Copy the material below word for word, from the line with "Each instance of the sunlight" up to and including its last line.

#### RECORDS FOR THE TASK ####

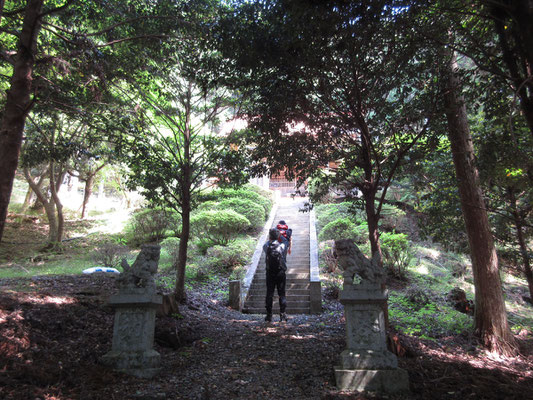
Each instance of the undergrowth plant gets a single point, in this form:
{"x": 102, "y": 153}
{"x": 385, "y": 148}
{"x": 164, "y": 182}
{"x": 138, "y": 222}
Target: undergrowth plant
{"x": 431, "y": 321}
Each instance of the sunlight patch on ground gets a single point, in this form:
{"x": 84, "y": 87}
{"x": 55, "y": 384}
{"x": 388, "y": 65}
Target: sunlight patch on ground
{"x": 51, "y": 299}
{"x": 429, "y": 253}
{"x": 422, "y": 268}
{"x": 112, "y": 223}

####

**ANSWER TO THIS PROBLEM:**
Each instance of the sunlight patch on ground gets a single point, in this form:
{"x": 84, "y": 87}
{"x": 55, "y": 384}
{"x": 388, "y": 65}
Target: sunlight patch on ground
{"x": 51, "y": 299}
{"x": 429, "y": 253}
{"x": 422, "y": 268}
{"x": 112, "y": 223}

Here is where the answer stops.